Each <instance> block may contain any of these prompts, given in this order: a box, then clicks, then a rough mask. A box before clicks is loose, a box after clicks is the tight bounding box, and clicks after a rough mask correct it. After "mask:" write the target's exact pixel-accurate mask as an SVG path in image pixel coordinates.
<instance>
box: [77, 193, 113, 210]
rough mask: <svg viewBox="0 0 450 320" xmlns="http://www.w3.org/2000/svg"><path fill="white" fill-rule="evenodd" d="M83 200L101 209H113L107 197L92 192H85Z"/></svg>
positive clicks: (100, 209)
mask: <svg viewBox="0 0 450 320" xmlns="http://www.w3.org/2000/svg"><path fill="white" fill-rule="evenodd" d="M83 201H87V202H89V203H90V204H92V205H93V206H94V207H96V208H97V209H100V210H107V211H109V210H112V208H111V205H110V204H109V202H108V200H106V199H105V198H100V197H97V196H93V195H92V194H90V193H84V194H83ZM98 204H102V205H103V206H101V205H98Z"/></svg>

---

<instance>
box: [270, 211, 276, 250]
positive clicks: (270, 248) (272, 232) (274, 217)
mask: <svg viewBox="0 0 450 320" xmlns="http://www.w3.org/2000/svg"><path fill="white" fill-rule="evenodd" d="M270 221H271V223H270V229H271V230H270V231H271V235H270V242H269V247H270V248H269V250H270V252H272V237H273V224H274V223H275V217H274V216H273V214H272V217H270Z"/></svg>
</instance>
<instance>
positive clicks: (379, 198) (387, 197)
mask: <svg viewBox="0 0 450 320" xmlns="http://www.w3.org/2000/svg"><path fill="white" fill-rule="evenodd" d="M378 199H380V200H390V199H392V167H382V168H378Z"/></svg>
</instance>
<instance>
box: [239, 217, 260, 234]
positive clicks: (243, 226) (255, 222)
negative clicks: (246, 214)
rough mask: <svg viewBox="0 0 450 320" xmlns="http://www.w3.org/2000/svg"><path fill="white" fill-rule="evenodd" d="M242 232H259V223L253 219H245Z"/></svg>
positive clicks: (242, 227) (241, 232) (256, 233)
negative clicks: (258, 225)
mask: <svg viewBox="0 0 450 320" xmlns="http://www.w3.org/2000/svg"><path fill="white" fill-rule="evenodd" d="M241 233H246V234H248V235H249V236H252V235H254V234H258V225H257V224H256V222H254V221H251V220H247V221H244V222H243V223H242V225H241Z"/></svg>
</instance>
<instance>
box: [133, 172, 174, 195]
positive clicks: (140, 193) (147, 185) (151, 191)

## WHAT IS BEING ASKED
Copy the lines from the one containing "Each <instance> block" through the one containing "positive clicks: (100, 209)", both included, reproducing them unchanged.

## RESPONSE TO THE TASK
Each <instance> block may contain any of these prompts, given in this order: a box, then clicks, then a rough mask. A box before clicks is loose, a box after clicks is the tight bounding box, and clicks after a rough mask correct it. After "mask:" write the target's exact pixel-accurate mask as an SVG path in image pixel coordinates.
<instance>
box: [77, 193, 113, 210]
rough mask: <svg viewBox="0 0 450 320" xmlns="http://www.w3.org/2000/svg"><path fill="white" fill-rule="evenodd" d="M83 200L101 209H113L107 197L92 192H85Z"/></svg>
positive clicks: (100, 209)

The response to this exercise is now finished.